## Problem statement
Return the line containing "Batch processing job — object class: clear" and every line after it through the end of the entries below, with no other lines.

## Dataset excerpts
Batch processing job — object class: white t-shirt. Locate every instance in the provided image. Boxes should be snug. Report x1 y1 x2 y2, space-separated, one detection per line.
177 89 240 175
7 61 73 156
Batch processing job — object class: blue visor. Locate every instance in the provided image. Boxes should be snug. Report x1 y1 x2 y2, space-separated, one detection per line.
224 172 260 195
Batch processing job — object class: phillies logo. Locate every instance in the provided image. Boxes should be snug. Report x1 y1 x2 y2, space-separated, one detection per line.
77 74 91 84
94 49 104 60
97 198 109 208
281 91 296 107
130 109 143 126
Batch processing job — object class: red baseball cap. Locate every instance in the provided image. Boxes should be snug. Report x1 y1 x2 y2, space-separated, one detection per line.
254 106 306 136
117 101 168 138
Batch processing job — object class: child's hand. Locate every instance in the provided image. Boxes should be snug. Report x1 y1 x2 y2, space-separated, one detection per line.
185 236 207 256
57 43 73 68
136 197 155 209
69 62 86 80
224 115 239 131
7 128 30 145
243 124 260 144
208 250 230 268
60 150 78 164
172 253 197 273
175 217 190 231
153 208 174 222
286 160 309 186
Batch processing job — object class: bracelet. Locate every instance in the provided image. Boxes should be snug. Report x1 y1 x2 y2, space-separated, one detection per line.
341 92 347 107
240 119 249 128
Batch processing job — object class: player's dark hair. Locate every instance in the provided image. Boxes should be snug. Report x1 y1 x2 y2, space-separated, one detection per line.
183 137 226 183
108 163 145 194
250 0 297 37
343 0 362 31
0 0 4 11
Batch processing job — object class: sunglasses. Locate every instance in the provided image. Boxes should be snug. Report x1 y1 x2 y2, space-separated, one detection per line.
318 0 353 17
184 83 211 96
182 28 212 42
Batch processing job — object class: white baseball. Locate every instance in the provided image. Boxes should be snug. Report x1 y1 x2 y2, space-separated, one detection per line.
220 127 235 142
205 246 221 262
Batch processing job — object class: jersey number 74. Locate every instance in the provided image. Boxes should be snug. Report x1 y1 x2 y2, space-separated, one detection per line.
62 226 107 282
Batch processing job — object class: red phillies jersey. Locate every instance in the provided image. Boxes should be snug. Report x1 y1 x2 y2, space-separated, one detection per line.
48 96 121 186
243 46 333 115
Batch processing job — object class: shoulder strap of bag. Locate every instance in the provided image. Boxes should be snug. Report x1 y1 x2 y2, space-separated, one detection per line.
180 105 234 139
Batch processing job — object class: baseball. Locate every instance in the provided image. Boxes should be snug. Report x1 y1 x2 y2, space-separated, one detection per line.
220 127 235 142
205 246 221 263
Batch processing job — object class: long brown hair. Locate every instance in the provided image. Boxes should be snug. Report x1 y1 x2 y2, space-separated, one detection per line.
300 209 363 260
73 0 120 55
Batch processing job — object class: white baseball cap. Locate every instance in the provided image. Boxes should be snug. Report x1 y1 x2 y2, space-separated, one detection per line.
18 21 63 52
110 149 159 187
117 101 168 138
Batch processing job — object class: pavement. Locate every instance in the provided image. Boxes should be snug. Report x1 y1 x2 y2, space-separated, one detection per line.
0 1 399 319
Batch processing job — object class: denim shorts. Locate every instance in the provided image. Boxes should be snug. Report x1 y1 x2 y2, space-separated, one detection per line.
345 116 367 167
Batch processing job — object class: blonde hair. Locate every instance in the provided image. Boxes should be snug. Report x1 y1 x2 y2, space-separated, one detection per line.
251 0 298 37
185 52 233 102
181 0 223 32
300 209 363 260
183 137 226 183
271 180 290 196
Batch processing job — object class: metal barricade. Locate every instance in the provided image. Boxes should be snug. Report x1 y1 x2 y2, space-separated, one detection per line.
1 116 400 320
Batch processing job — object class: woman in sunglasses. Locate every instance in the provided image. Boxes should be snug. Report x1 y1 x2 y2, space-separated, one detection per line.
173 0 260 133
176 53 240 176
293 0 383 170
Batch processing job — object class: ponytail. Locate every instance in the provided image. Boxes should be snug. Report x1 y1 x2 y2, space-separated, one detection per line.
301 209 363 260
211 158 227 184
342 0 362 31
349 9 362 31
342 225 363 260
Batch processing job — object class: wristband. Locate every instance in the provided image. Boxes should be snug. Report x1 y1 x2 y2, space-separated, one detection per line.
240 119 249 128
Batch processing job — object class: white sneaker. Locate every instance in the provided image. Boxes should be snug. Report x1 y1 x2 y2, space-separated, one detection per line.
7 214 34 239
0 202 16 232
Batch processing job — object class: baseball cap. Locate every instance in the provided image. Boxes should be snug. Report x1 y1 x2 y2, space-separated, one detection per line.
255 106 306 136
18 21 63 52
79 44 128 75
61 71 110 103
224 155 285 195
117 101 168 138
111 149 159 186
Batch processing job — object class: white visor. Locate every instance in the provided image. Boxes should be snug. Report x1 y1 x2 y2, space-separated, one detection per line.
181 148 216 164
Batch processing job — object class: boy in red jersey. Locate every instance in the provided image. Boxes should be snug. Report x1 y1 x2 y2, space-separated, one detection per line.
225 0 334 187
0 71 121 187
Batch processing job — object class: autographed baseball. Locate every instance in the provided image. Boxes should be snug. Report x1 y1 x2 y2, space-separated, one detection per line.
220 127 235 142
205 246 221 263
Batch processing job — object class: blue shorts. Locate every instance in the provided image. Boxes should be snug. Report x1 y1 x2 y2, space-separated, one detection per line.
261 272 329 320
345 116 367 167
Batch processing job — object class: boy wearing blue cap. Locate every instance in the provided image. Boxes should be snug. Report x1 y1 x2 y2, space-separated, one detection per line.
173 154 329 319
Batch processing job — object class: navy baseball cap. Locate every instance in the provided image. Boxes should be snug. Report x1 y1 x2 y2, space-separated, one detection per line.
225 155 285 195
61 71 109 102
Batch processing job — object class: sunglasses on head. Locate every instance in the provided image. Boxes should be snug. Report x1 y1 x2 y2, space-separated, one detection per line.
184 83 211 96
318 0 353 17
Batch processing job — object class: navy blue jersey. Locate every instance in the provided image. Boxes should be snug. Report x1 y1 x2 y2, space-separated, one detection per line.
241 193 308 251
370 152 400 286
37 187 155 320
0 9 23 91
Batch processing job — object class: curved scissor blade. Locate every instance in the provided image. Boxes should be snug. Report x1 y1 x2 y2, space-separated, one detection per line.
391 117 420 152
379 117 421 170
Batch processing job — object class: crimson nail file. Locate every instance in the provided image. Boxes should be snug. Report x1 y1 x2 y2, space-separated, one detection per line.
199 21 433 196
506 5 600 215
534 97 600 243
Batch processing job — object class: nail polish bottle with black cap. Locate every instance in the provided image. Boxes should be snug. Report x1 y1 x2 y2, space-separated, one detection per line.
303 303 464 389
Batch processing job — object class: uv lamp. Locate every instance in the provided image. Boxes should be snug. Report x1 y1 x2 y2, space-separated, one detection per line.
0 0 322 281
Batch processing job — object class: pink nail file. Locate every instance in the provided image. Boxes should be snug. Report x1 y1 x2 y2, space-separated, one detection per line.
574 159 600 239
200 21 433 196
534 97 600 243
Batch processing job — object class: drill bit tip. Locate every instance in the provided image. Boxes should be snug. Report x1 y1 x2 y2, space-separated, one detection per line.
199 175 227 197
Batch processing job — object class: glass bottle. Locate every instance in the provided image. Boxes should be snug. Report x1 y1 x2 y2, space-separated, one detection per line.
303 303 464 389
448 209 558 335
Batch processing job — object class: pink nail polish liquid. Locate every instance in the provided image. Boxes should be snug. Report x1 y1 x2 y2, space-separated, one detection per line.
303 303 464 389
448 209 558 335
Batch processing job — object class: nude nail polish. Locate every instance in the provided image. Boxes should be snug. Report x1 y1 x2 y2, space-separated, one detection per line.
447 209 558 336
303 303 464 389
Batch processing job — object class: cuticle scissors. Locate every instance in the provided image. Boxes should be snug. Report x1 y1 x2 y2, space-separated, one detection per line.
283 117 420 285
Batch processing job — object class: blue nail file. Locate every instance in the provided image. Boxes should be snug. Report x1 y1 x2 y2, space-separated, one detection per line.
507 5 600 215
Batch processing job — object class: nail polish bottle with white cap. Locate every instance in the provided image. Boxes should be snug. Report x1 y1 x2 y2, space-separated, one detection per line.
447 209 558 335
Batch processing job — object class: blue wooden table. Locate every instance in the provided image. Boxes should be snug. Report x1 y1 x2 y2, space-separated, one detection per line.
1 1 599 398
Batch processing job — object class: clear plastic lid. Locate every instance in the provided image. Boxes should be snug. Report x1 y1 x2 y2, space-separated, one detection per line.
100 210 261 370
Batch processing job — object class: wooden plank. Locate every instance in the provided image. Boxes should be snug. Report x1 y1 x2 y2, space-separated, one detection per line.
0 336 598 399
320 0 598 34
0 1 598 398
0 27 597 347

## Solution to this task
Batch processing job — object class: clear plastic lid. Locate every instance in the provided image. Boxes should be snug. Report x1 y1 x2 y2, space-separated, one detection per line.
100 210 261 370
Batch processing job — object class: wooden plank. Locate every instance in the provided image. Boxes should be snug. Report x1 y1 x2 y2, space-separated, one detection per line.
0 336 598 399
320 0 598 34
0 1 598 398
0 27 597 347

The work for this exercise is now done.